● **Text**
-- start --

Theorem 1. Every positive solution to the difference equation \[ x_n=\max \left \{\frac{1}{x_{n-1}^{\alpha_1}}, \frac{1}{x_{n-2}^{\alpha_2}}, \ldots, \frac{1}{x_{n-k}^{\alpha_k}}\right \}, \qquad n\in \mathbb{N}_0, \] where \(k\in \mathbb{N}\), \(\alpha_i>0\), \(i=1\), \(\ldots\), \(k\) and \(\alpha_1\alpha_k\in (0,1)\), converges to one.
Theorem 2. Assume that \(k\in \mathbb{N}\), \(\alpha_i\in (0,1)\), \(i=1\), \(\ldots\), \(k\) and \(A_i>0\), \(i=1\), \(\ldots\), \(k\). Then every positive solution to \[ x_n=\max\left \{\frac{A_1}{x_{n-1}^{\alpha_1}},\frac{A_2}{x_{n-2}^{\alpha_2}}, \ldots, \frac{A_k}{x_{n-k}^{\alpha_k}}\right \}, \qquad n\in \mathbb{N}_0 \] converges to \(\max\limits_{1\leq i\leq k}\left \{A_i^{\frac{1}{\alpha_i+1}}\right \}\).

-- end --

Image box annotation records
-- start --

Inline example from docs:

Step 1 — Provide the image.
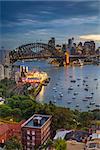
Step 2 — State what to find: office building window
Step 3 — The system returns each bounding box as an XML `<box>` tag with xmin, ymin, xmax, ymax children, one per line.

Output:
<box><xmin>32</xmin><ymin>131</ymin><xmax>35</xmax><ymax>135</ymax></box>
<box><xmin>27</xmin><ymin>130</ymin><xmax>30</xmax><ymax>134</ymax></box>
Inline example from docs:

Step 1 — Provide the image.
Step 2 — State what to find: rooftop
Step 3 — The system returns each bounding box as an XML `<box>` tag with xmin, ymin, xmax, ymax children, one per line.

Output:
<box><xmin>22</xmin><ymin>114</ymin><xmax>51</xmax><ymax>128</ymax></box>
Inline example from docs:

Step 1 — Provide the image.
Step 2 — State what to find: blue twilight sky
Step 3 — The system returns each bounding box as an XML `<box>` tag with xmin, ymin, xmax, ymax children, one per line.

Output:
<box><xmin>0</xmin><ymin>0</ymin><xmax>100</xmax><ymax>49</ymax></box>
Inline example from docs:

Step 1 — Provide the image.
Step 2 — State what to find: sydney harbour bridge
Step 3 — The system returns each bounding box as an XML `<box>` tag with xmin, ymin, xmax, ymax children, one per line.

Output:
<box><xmin>9</xmin><ymin>39</ymin><xmax>64</xmax><ymax>63</ymax></box>
<box><xmin>9</xmin><ymin>38</ymin><xmax>100</xmax><ymax>64</ymax></box>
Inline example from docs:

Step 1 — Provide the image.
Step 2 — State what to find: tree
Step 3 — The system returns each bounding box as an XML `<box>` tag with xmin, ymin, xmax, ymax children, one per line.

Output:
<box><xmin>4</xmin><ymin>137</ymin><xmax>22</xmax><ymax>150</ymax></box>
<box><xmin>54</xmin><ymin>139</ymin><xmax>67</xmax><ymax>150</ymax></box>
<box><xmin>0</xmin><ymin>104</ymin><xmax>12</xmax><ymax>118</ymax></box>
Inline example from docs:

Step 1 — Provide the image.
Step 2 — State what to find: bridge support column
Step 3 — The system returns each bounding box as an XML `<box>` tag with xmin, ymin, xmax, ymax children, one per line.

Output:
<box><xmin>65</xmin><ymin>51</ymin><xmax>70</xmax><ymax>65</ymax></box>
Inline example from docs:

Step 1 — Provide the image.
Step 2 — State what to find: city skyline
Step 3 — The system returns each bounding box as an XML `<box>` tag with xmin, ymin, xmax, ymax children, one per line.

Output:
<box><xmin>0</xmin><ymin>0</ymin><xmax>100</xmax><ymax>49</ymax></box>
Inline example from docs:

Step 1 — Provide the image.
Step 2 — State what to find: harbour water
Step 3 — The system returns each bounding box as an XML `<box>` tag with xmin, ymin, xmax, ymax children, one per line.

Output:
<box><xmin>16</xmin><ymin>60</ymin><xmax>100</xmax><ymax>111</ymax></box>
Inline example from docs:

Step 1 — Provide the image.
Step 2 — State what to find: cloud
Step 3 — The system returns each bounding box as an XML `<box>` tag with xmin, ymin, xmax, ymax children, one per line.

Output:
<box><xmin>80</xmin><ymin>34</ymin><xmax>100</xmax><ymax>41</ymax></box>
<box><xmin>50</xmin><ymin>16</ymin><xmax>98</xmax><ymax>25</ymax></box>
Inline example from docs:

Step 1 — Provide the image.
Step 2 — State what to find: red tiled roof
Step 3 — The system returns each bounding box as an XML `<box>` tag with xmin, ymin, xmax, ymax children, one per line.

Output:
<box><xmin>0</xmin><ymin>124</ymin><xmax>9</xmax><ymax>136</ymax></box>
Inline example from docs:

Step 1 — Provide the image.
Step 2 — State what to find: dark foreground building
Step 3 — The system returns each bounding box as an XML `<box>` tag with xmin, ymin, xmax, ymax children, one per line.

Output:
<box><xmin>21</xmin><ymin>114</ymin><xmax>51</xmax><ymax>150</ymax></box>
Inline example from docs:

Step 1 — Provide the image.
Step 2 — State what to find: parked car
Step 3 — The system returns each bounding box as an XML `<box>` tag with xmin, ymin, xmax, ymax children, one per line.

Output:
<box><xmin>85</xmin><ymin>141</ymin><xmax>100</xmax><ymax>150</ymax></box>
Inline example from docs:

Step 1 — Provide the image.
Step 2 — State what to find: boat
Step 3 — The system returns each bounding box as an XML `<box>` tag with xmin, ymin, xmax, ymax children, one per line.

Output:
<box><xmin>95</xmin><ymin>104</ymin><xmax>100</xmax><ymax>107</ymax></box>
<box><xmin>76</xmin><ymin>104</ymin><xmax>79</xmax><ymax>107</ymax></box>
<box><xmin>91</xmin><ymin>92</ymin><xmax>94</xmax><ymax>95</ymax></box>
<box><xmin>84</xmin><ymin>88</ymin><xmax>88</xmax><ymax>91</ymax></box>
<box><xmin>83</xmin><ymin>99</ymin><xmax>88</xmax><ymax>101</ymax></box>
<box><xmin>86</xmin><ymin>96</ymin><xmax>93</xmax><ymax>99</ymax></box>
<box><xmin>77</xmin><ymin>78</ymin><xmax>81</xmax><ymax>80</ymax></box>
<box><xmin>53</xmin><ymin>99</ymin><xmax>56</xmax><ymax>103</ymax></box>
<box><xmin>67</xmin><ymin>101</ymin><xmax>72</xmax><ymax>104</ymax></box>
<box><xmin>94</xmin><ymin>78</ymin><xmax>98</xmax><ymax>81</ymax></box>
<box><xmin>68</xmin><ymin>86</ymin><xmax>73</xmax><ymax>90</ymax></box>
<box><xmin>59</xmin><ymin>93</ymin><xmax>63</xmax><ymax>97</ymax></box>
<box><xmin>72</xmin><ymin>97</ymin><xmax>76</xmax><ymax>99</ymax></box>
<box><xmin>74</xmin><ymin>92</ymin><xmax>78</xmax><ymax>95</ymax></box>
<box><xmin>70</xmin><ymin>80</ymin><xmax>76</xmax><ymax>83</ymax></box>
<box><xmin>90</xmin><ymin>101</ymin><xmax>95</xmax><ymax>105</ymax></box>
<box><xmin>53</xmin><ymin>87</ymin><xmax>56</xmax><ymax>90</ymax></box>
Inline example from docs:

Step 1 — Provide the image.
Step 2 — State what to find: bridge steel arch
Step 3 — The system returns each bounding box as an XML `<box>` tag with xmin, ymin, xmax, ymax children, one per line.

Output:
<box><xmin>9</xmin><ymin>43</ymin><xmax>62</xmax><ymax>63</ymax></box>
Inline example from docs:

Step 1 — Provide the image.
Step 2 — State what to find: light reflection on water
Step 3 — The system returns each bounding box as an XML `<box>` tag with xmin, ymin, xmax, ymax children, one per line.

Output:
<box><xmin>17</xmin><ymin>60</ymin><xmax>100</xmax><ymax>111</ymax></box>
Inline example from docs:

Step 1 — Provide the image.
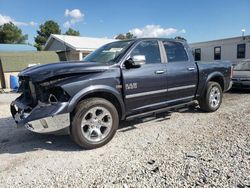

-- end --

● **Set exercise A**
Give every assumption Theorem 2 places on k, the α_i, and the A_i in the difference-equation text.
● **Set exercise B**
Write the next passage of the difference-equation text, picking up right after the statement of Theorem 2.
This listing comes from a separate source unrelated to the difference-equation text.

● **Right answer A**
k ∈ ℕ; α_i ∈ (0,1) for i = 1, …, k; A_i > 0 for i = 1, …, k.

● **Right answer B**
Moreover, Theorem 2 solves the conjecture proposed by the author of this paper [Appl. Math. Comput. 210, No. 2, 525–529 (2009; Zbl 1167.39007)] and by F. Sun [Discrete Dyn. Nat. Soc. 2008, Article ID 243291, 6 p. (2008; Zbl 1155.39008)].

MSC:
39A11 Stability of difference equations (MSC2000)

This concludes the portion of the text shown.